Task requirements →
Would you retype, word for word, the line with "Front: indicate one pin on every instance of the road" and every line after it through the end of the records below?

Listed records →
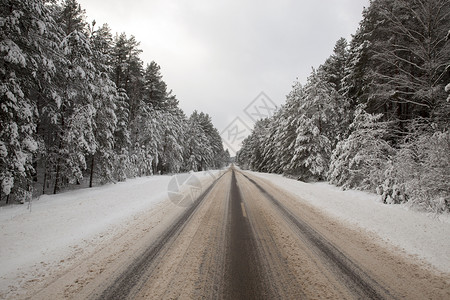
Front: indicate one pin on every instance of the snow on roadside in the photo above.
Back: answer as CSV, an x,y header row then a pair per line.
x,y
59,226
417,233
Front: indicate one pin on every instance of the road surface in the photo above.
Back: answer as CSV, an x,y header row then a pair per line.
x,y
243,238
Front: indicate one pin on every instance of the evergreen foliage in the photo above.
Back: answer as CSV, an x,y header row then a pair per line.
x,y
78,103
375,115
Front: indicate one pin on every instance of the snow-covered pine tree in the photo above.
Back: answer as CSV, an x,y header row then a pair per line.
x,y
360,160
105,98
197,149
419,172
154,86
316,128
75,138
27,40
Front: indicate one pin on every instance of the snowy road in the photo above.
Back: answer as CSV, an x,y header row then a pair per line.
x,y
244,238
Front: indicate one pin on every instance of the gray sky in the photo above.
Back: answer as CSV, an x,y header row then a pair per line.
x,y
217,56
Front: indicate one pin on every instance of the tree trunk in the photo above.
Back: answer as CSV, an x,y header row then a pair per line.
x,y
92,171
56,187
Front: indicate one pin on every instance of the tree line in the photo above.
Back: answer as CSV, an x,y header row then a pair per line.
x,y
78,102
375,115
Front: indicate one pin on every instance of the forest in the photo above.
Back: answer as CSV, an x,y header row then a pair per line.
x,y
79,105
375,115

Correct result →
Front: indicate one pin on every instance of the road surface in the photo above.
Back: answer as CSV, an x,y header row then a pair per line.
x,y
243,238
Front: indicate one pin on every instance of the evergreen foliage in the photo above.
Back: answer as CSV, an x,y header row then a pair per line.
x,y
78,103
375,115
Front: indicate one pin on every instance of the snow-covered pine tree in the photo above.
Back: answer as CSV, an x,y header row then a pair per line.
x,y
360,160
105,98
197,149
419,172
154,86
316,128
75,138
27,40
Front: indicate one pin on every instance of the snowy road in the photo above.
Back: answer as CSV, an x,y header row then a pair per line.
x,y
244,238
Front: indicate one pin on every instance of the gray sky in the photo above.
Back: answer as CSV, an x,y header row then a pair per line.
x,y
217,56
Front: indicate one pin on every instance of the tree trunk in the photo above.
Back: answer as CSV, an x,y header row then a pair per line.
x,y
92,171
56,187
Front: indicate one pin on every instance of the tree line in the photo above.
Back: answer as CSV, an x,y header row then a pair per line.
x,y
78,102
375,115
Front: indicate one pin on every instance of the forest in the photo above.
Back: answer as CSV, an x,y header row then a pair per line.
x,y
79,105
375,115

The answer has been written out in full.